- **Work required**
Turn each line of the data into a row of a Markdown table with the columns Row and Line, leaving out blank lines and the pictures.

(Records from a point labeling set)
++++++++
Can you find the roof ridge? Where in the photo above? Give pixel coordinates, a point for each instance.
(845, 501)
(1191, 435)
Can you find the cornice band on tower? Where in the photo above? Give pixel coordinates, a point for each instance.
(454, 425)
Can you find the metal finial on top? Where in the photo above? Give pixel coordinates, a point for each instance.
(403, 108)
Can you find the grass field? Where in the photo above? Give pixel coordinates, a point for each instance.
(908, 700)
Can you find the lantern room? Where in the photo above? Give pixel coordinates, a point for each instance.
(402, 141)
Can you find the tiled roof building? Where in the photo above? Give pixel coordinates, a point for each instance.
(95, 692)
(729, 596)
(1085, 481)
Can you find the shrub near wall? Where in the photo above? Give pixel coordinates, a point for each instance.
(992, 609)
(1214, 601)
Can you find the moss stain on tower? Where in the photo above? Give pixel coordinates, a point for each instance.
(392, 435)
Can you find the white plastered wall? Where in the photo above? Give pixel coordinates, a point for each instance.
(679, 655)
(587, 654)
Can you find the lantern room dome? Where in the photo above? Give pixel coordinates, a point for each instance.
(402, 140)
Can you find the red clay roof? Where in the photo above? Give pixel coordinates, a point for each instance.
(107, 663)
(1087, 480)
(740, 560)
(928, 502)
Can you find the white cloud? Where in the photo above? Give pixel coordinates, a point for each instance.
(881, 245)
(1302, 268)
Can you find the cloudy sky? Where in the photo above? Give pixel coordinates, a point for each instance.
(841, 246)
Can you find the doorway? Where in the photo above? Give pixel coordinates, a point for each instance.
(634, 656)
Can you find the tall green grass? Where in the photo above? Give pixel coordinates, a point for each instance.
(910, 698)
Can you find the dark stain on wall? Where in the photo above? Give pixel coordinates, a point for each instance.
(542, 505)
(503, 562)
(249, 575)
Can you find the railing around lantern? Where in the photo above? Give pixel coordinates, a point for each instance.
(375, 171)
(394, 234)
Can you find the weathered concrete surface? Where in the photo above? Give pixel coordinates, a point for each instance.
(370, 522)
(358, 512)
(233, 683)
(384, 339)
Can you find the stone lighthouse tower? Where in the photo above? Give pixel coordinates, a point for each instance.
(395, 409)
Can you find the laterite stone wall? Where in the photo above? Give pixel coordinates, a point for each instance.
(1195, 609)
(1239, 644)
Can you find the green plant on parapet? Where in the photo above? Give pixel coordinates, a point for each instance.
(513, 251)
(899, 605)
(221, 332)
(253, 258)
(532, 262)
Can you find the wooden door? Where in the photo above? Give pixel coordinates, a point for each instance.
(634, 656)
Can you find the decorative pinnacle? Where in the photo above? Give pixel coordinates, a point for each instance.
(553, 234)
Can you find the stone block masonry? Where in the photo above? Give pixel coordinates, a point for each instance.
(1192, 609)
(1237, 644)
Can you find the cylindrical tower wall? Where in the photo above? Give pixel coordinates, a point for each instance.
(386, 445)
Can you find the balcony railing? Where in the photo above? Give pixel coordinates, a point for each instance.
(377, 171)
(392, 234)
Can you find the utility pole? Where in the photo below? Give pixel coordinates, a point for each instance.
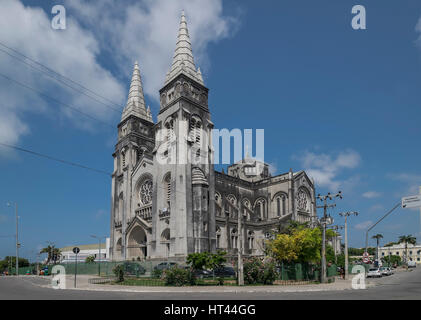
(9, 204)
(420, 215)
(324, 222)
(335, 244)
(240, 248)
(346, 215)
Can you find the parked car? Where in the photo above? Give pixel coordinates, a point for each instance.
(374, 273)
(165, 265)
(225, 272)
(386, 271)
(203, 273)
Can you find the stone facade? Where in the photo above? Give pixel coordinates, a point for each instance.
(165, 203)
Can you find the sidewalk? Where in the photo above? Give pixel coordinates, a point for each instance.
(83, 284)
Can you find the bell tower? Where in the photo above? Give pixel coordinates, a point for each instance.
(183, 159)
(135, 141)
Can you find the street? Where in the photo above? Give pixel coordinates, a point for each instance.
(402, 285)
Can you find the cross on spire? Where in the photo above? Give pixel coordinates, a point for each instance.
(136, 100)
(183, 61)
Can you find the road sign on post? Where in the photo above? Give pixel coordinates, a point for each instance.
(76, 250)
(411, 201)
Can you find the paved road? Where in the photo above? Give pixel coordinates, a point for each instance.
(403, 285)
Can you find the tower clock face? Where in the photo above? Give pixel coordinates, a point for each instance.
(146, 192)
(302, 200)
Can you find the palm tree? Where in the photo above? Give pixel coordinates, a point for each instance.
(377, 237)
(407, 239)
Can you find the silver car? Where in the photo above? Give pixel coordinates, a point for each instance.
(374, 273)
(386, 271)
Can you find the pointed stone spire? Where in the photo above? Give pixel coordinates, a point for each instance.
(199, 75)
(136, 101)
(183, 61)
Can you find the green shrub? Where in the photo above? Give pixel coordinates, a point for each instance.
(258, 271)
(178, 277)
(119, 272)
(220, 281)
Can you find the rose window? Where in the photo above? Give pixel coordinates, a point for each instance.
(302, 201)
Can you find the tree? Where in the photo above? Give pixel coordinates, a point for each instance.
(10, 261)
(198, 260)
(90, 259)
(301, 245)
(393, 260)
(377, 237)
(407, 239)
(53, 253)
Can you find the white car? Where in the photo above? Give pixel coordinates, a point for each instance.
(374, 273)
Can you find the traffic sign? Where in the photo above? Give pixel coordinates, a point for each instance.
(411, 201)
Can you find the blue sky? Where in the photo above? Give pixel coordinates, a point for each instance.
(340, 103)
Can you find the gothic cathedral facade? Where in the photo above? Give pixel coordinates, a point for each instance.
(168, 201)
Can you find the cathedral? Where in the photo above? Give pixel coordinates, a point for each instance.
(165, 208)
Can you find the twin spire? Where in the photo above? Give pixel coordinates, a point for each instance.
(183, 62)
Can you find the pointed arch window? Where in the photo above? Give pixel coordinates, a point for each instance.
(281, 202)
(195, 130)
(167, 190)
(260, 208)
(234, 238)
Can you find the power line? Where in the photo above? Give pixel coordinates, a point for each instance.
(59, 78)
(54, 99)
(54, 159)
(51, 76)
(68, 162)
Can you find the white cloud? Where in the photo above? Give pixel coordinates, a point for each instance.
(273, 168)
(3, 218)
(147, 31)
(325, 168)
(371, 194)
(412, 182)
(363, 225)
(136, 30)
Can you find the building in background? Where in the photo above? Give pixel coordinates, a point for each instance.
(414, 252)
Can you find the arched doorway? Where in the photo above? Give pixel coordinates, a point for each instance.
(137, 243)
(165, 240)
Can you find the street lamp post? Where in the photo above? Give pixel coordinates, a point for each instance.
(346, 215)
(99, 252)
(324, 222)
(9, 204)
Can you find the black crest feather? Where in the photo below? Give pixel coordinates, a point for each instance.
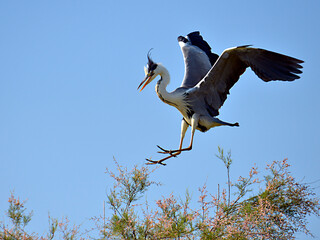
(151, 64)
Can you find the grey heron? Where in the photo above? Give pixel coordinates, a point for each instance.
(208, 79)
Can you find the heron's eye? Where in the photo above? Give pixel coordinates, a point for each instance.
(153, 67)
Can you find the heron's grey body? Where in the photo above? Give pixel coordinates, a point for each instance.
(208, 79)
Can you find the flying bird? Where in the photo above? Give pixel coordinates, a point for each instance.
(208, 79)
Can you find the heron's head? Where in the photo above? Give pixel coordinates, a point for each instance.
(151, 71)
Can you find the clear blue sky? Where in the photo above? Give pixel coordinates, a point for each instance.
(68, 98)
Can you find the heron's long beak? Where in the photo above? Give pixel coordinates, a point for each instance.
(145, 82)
++++++++
- **Solution**
| Row | Line |
|---|---|
| 1 | Can you find the roof ridge? Where in the photo above? Give pixel coordinates, a point for each instance. |
| 2 | (845, 501) |
| 3 | (1191, 435) |
| 4 | Can you find the cornice band on tower? Where in the photo above? Give pixel coordinates, a point for each instance. |
| 5 | (454, 425) |
| 6 | Can you find the metal finial on top? Where in the photo above? Give pixel coordinates, a point for each instance. |
| 7 | (403, 108) |
| 8 | Can you find the grass field? Where in the photo above? Give pixel coordinates, a point for each instance. |
| 9 | (908, 700) |
| 10 | Can you find the lantern room? Where in the photo above? Give pixel coordinates, a point for each instance. |
| 11 | (402, 141) |
| 12 | Can you find the tiled roof building? Where in the photo above? Give pixel coordinates, a point for each instance. |
| 13 | (95, 692) |
| 14 | (729, 596) |
| 15 | (1085, 481) |
| 16 | Can you find the shrub near wall? Where in the photo above? Give pixel coordinates, a point for each instance. |
| 17 | (992, 609) |
| 18 | (1214, 601) |
| 19 | Can you find the moss stain on tower? Where in the photo above? Give pixel coordinates, a point for each instance. |
| 20 | (392, 435) |
| 21 | Can you find the white plastered wall? Where in the photo above? Give pixel coordinates, a point for each instance. |
| 22 | (679, 655) |
| 23 | (587, 654) |
| 24 | Can you find the lantern room dome? Where in the photo above? Give pixel coordinates, a point for each instance. |
| 25 | (402, 140) |
| 26 | Can you find the red clay roof? Where in the photo above? Give pixel coordinates, a point for each instance. |
| 27 | (107, 663) |
| 28 | (1087, 480) |
| 29 | (740, 560) |
| 30 | (928, 502) |
| 31 | Can you find the white cloud? Where in the photo above? Give pixel coordinates, a point for each instance. |
| 32 | (881, 245) |
| 33 | (1302, 268) |
| 34 | Can you find the cloudy sky? Where in the photo above? Give pixel coordinates, a point for each instance. |
| 35 | (841, 246) |
| 36 | Can you find the doorway? Where in the photo above? Give pixel coordinates, a point for each instance. |
| 37 | (634, 656) |
| 38 | Can you find the tall green grass? Where in the photo above? Give pixel coordinates, a point for each instance. |
| 39 | (910, 698) |
| 40 | Can you find the dark stain on wall? Where in the photo above? Give pixel coordinates, a point for each instance. |
| 41 | (542, 505) |
| 42 | (503, 562) |
| 43 | (249, 575) |
| 44 | Can you find the railing around lantern? Where in the photo above? Give pixel coordinates, a point for each instance. |
| 45 | (375, 171) |
| 46 | (394, 234) |
| 47 | Can you find the weathered concrete surface? Where in the photo above? Give pixel coordinates, a point for each instance. |
| 48 | (370, 522) |
| 49 | (358, 512) |
| 50 | (233, 683) |
| 51 | (384, 339) |
| 52 | Can you find the stone lighthouse tower? Where in the photo above? Give pixel coordinates, a point for each instance. |
| 53 | (395, 409) |
| 54 | Can you find the laterite stone wall? Where in the photo above? Give pixel coordinates, a point for each instance. |
| 55 | (1195, 609) |
| 56 | (1239, 644) |
| 57 | Can you find the green plant on parapet? Where in the photo above? Give pixel coordinates, a point for each instance. |
| 58 | (513, 251) |
| 59 | (899, 605) |
| 60 | (221, 332) |
| 61 | (253, 258) |
| 62 | (532, 262) |
| 63 | Can you find the wooden door? Where in the photo above? Give pixel coordinates, a point for each instance. |
| 64 | (634, 656) |
| 65 | Can you find the decorative pinnacle? Where in the photo above? Give pixel coordinates, a point for each instance. |
| 66 | (553, 234) |
| 67 | Can you find the stone block masonry? Where in the photo above? Give pixel coordinates, a point for each instance. |
| 68 | (1192, 609) |
| 69 | (1237, 644) |
| 70 | Can you find the cylindrical tower wall? Where in the photo above? Give pixel coordinates, a point for each instance. |
| 71 | (386, 445) |
| 72 | Can you find the balcony railing? Where in the photo above? Give pixel coordinates, a point for each instance. |
| 73 | (377, 171) |
| 74 | (392, 234) |
| 75 | Can you find the utility pole? Where in the photo below? Give pixel coordinates, a point for each instance. |
| 76 | (9, 204) |
| 77 | (420, 215) |
| 78 | (324, 222) |
| 79 | (335, 244) |
| 80 | (240, 248) |
| 81 | (346, 215) |
| 82 | Can you find the parked car? Where in the photo above? Give pixel coordinates, a point for each instance. |
| 83 | (374, 273) |
| 84 | (165, 265) |
| 85 | (225, 272) |
| 86 | (386, 271) |
| 87 | (203, 273) |
| 88 | Can you find the stone facade? Where in the photo above? Give pixel coordinates, a point for each instance. |
| 89 | (165, 203) |
| 90 | Can you find the sidewalk? Where in the photo above? Give pixel coordinates, a point for each instance. |
| 91 | (83, 284) |
| 92 | Can you find the bell tower? Where in the photo above? Give pixel coordinates, a point for each instance. |
| 93 | (183, 159) |
| 94 | (135, 141) |
| 95 | Can you find the street? Where in the photo above? Give pixel coordinates, a point for each instance. |
| 96 | (402, 285) |
| 97 | Can you find the cross on spire? Where in the photo above? Give pixel coordinates, a point for each instance. |
| 98 | (136, 100) |
| 99 | (183, 61) |
| 100 | Can you find the road sign on post? Where in the photo above? Give pixel coordinates, a point for each instance. |
| 101 | (76, 250) |
| 102 | (411, 201) |
| 103 | Can you find the paved road? Where in the photo above? Give pixel coordinates, a point for each instance. |
| 104 | (403, 285) |
| 105 | Can you find the tower clock face? Where in the photo above? Give pixel coordinates, a point for each instance. |
| 106 | (146, 192) |
| 107 | (302, 200) |
| 108 | Can you find the palm tree? Where in the photo above? Give pixel coordinates, a point for each instance. |
| 109 | (377, 237) |
| 110 | (407, 239) |
| 111 | Can you find the silver car? Where in the photo above? Give pixel coordinates, a point for each instance. |
| 112 | (374, 273) |
| 113 | (386, 271) |
| 114 | Can you find the pointed stone spire? Where in the photo above? Give pixel coordinates, a point for each instance. |
| 115 | (199, 75) |
| 116 | (136, 101) |
| 117 | (183, 61) |
| 118 | Can you find the green shrub? Where in the photo above? Give pixel coordinates, a point for each instance. |
| 119 | (258, 271) |
| 120 | (178, 277) |
| 121 | (119, 272) |
| 122 | (220, 281) |
| 123 | Can you find the rose window? Where in the photo above? Give pixel coordinates, a point for each instance. |
| 124 | (302, 201) |
| 125 | Can you find the tree? Where in the photo above? Give pixel coordinates, a point for each instance. |
| 126 | (10, 261) |
| 127 | (198, 260) |
| 128 | (90, 259) |
| 129 | (301, 245) |
| 130 | (393, 260) |
| 131 | (377, 237) |
| 132 | (407, 239) |
| 133 | (53, 253) |
| 134 | Can you find the white car? Where in the photo above? Give pixel coordinates, a point for each instance. |
| 135 | (374, 273) |
| 136 | Can you find the traffic sign? Where in the photo above? Give pixel coordinates, a point for each instance. |
| 137 | (411, 201) |
| 138 | Can you find the blue sky? Where in the photo above? Give pixel coordinates, a point for each instance. |
| 139 | (340, 103) |
| 140 | Can you find the gothic cathedral facade? Where in the photo above? Give pixel coordinates, a point for each instance. |
| 141 | (168, 201) |
| 142 | Can you find the cathedral? Where in the photo above? Give pixel coordinates, a point for each instance. |
| 143 | (165, 208) |
| 144 | Can you find the twin spire? Where in the photo above? Give pixel coordinates, a point for each instance. |
| 145 | (183, 62) |
| 146 | Can you find the pointed arch window? Where in the photo above? Give pixel coordinates, a point for each instance. |
| 147 | (281, 202) |
| 148 | (195, 130) |
| 149 | (167, 190) |
| 150 | (260, 208) |
| 151 | (234, 238) |
| 152 | Can you find the power line? Where in the photo above? Give pixel coordinates, a point for each instance. |
| 153 | (59, 78) |
| 154 | (54, 99) |
| 155 | (54, 159) |
| 156 | (51, 76) |
| 157 | (68, 162) |
| 158 | Can you find the white cloud? Where in the photo above? Give pixel coordinates, a point for each instance. |
| 159 | (273, 168) |
| 160 | (3, 218) |
| 161 | (147, 31) |
| 162 | (325, 168) |
| 163 | (371, 194) |
| 164 | (412, 182) |
| 165 | (363, 225) |
| 166 | (136, 30) |
| 167 | Can you find the building in background? Where in the photo above? Give pixel coordinates, a point for each instance. |
| 168 | (414, 252) |
| 169 | Can you find the arched doorway? Where in the photo above? Give pixel coordinates, a point for each instance. |
| 170 | (137, 243) |
| 171 | (165, 240) |
| 172 | Can you find the street lamp post? Where in the photo above? Give pixel coordinates, a point for each instance. |
| 173 | (346, 215) |
| 174 | (99, 252) |
| 175 | (324, 222) |
| 176 | (9, 204) |
| 177 | Can you find the black crest feather? Where in the photo below? Give pixel coordinates, a point for each instance. |
| 178 | (151, 64) |
| 179 | Can you find the grey heron? Where in the photo above? Give pixel coordinates, a point for each instance. |
| 180 | (208, 79) |
| 181 | Can you find the heron's eye? Where in the photo above? Give pixel coordinates, a point for each instance. |
| 182 | (153, 67) |
| 183 | Can you find the heron's grey body? Where in the photo above? Give pixel coordinates, a point for each instance. |
| 184 | (208, 79) |
| 185 | Can you find the flying bird? Where in the photo above? Give pixel coordinates, a point for each instance. |
| 186 | (208, 79) |
| 187 | Can you find the heron's head? Where in the photo above? Give pixel coordinates, a point for each instance. |
| 188 | (151, 71) |
| 189 | Can you find the clear blue sky? Where in the photo above? Give pixel coordinates, a point for each instance. |
| 190 | (68, 98) |
| 191 | Can you find the heron's long beak? Where in the photo above? Give pixel coordinates, a point for each instance. |
| 192 | (145, 82) |